◆ WORK TO COMPLETE:
1. Repeat everything in the East Wall protest text from "This week, protesters" down to "share of asylum seekers.", changing "evenings" to "nights".
2. Write the next part of the East Wall protest text, beginning after its final sentence.

◆ SUPPLIED TEXT:
+===+
This week, protesters in East Wall started blocking the Port Tunnel during the evenings to highlight their concerns.

Malachy Steenson, a local resident and one of the leaders of the East Wall Protest Committee, said politicians have attempted to “brand us as something as we’re not in order to stop the debate”. He said the protests have nothing to do with race and that the north inner city has taken in more than its fair share of asylum seekers.

He told The Irish Times said there have been attempts to infiltrate the movement from the left and the right “but that nobody will be hijacking anything I’m involved in”.

Steenson, a practising solicitor, has a history of association with anti-immigration activists including Irish Freedom Party leader Hermann Kelly. A former public relations official for Nigel Farage, Kelly spoke at an East Wall protest last week, shouting “get them out” in relation to the asylum seekers.

Steenson has shared social media posts referencing the “plantation” of migrants into Ireland as well as a video of an asylum seeker being told to “get your stuff and f**k off out”.

A lifelong republican, Steenson was expelled from the Workers Party more than a decade ago for attending an anti-abortion rally. He has a conviction from the Special Criminal Court for republican activities dating to 30 years ago.

Asked if he thought asylum seekers were being “planted” in Ireland, Steenson declined to discuss the topic “but there is certainly something sinister going on when the Government is so emphatic in its policies saying we have to do this”.

He said “of course” he condemns the abuse of asylum seekers. He said they are being used as “pawns” by the Government. Asked why he doesn’t protest outside Government offices in charge of asylum policy instead of near the East Wall building, he said if such protests worked “they would have been banned long ago”.

Steenson said the protests are no longer taking place outside the ESB building but that they reserved the right to return there in future.

People like Graham Carey are not part of the protest movement. “But I’m not going to tell other people whether they protest. Either we live in a democracy or we don’t,” Carey said.
+===+
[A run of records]
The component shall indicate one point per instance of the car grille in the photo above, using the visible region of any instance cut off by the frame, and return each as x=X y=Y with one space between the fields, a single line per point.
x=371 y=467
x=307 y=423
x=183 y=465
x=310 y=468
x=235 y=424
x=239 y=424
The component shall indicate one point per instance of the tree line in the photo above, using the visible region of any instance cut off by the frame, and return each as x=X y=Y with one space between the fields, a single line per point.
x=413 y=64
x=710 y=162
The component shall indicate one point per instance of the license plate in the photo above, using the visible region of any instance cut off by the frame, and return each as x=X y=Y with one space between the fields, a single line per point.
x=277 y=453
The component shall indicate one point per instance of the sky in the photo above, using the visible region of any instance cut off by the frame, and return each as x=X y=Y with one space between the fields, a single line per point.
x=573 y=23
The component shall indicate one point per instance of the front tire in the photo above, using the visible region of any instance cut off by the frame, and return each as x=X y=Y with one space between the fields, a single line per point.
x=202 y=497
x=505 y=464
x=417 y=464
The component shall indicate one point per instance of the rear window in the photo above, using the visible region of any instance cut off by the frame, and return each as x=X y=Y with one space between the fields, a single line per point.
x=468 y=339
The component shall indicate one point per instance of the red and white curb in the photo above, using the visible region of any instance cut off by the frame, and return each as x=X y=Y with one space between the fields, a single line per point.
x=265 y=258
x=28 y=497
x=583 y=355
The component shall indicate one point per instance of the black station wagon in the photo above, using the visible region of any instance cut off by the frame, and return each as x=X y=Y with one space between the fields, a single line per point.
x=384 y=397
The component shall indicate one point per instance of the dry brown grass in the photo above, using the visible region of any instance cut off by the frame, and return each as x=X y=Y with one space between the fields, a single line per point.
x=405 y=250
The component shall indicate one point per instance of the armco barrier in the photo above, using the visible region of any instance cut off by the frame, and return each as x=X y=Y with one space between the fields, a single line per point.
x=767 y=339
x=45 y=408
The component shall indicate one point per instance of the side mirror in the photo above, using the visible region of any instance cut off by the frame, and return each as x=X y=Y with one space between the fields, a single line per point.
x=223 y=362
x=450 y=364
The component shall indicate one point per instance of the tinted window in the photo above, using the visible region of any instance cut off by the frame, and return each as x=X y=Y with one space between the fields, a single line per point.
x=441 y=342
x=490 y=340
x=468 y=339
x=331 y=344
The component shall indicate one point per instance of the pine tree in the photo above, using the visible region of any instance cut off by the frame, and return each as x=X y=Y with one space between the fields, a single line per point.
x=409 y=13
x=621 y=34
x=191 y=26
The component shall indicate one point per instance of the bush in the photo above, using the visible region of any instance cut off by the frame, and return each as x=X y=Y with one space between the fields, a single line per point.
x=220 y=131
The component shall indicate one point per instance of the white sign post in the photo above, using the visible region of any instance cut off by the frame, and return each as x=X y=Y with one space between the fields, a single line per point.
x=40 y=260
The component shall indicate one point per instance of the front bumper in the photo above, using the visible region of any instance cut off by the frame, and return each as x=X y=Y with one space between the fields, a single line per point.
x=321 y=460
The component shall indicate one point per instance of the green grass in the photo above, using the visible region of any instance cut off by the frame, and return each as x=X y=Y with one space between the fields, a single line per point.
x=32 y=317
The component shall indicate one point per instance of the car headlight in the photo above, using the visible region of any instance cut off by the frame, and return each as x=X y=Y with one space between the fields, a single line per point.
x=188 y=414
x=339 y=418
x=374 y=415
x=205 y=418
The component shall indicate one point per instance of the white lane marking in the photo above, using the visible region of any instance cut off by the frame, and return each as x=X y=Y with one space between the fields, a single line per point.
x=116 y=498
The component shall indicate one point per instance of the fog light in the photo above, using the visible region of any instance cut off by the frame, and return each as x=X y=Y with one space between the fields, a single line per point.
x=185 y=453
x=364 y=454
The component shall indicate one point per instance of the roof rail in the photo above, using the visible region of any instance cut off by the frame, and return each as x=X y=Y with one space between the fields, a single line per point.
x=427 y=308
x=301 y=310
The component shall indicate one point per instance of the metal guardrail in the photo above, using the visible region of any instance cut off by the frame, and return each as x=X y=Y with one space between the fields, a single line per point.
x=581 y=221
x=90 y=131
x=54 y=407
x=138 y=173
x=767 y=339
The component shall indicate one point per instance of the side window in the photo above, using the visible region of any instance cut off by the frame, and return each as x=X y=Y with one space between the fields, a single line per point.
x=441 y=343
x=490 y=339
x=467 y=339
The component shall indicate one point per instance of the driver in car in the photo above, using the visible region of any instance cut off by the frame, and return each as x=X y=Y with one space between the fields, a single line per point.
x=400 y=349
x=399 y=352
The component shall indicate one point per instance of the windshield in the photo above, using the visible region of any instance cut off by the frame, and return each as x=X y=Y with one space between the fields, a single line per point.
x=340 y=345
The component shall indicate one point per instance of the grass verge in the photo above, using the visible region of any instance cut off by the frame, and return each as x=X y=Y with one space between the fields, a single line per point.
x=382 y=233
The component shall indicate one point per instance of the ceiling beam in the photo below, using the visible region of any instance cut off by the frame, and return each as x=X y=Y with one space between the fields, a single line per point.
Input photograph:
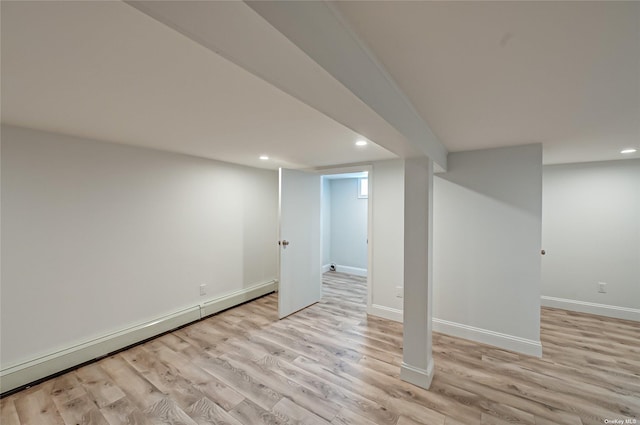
x=239 y=34
x=322 y=33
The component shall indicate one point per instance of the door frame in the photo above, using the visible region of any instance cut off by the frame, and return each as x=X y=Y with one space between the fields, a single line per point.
x=358 y=169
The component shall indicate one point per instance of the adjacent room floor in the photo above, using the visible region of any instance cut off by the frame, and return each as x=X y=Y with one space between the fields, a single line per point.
x=330 y=363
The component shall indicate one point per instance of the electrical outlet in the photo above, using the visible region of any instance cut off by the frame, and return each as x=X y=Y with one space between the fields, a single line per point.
x=399 y=292
x=602 y=287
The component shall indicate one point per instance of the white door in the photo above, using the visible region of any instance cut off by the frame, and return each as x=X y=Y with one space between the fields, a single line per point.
x=300 y=270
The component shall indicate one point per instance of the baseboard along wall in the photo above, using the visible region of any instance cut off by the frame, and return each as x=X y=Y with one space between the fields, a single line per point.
x=613 y=311
x=33 y=370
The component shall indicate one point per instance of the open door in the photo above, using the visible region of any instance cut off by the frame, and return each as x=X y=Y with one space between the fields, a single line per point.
x=300 y=271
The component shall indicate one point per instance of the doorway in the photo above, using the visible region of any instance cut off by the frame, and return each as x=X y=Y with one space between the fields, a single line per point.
x=345 y=222
x=302 y=236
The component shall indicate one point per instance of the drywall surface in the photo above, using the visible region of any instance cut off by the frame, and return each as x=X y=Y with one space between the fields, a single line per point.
x=325 y=224
x=348 y=224
x=97 y=237
x=591 y=233
x=387 y=268
x=487 y=233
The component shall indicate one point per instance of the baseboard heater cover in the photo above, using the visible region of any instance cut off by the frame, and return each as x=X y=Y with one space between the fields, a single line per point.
x=25 y=373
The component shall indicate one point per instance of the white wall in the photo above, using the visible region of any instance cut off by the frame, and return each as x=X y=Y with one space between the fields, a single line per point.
+===+
◆ RESPONSES PER TASK:
1.
This week, protesters in East Wall started blocking the Port Tunnel during the nights to highlight their concerns.

Malachy Steenson, a local resident and one of the leaders of the East Wall Protest Committee, said politicians have attempted to “brand us as something as we’re not in order to stop the debate”. He said the protests have nothing to do with race and that the north inner city has taken in more than its fair share of asylum seekers.

2.
Other far right activists who travelled to East Wall include Philip Dwyer, who left the anti-immigration National Party earlier this year following an internal quarrel. He received widespread criticism in February after making a speech at the graveside of Ashling Murphy who was murdered in Co Offaly last year. The speech was later posted online.

The former postman, who styles himself as a citizen journalist, is a frequent presence at asylum centres where he films himself questioning asylum seekers about their backgrounds. His videos receive thousands of views.

Also present was Derek Blighe, a rising figure in the anti-immigration movement who has set up a new group called Ireland First. Earlier this year the Cork man filmed himself taking items from a store which provided donated essentials to Ukrainian refugees. The store closed temporarily shortly afterwards due to online abuse it received.

This week alone, Blighe appeared at protests in East Wall, Wicklow town and Fermoy. In Fermoy, he demanded a group of 63 asylum seekers, including 25 children, be deported immediately

“There’s a lot of stuff happening all over the country. We’re trying to cover all of it. We’re spread fairly thin,” he told his followers last week.

The presence of far right activists in East Wall, along the abuse of migrants and the blocking of the Port Tunnel has caused some local representatives to privately distance themselves from the protest this week.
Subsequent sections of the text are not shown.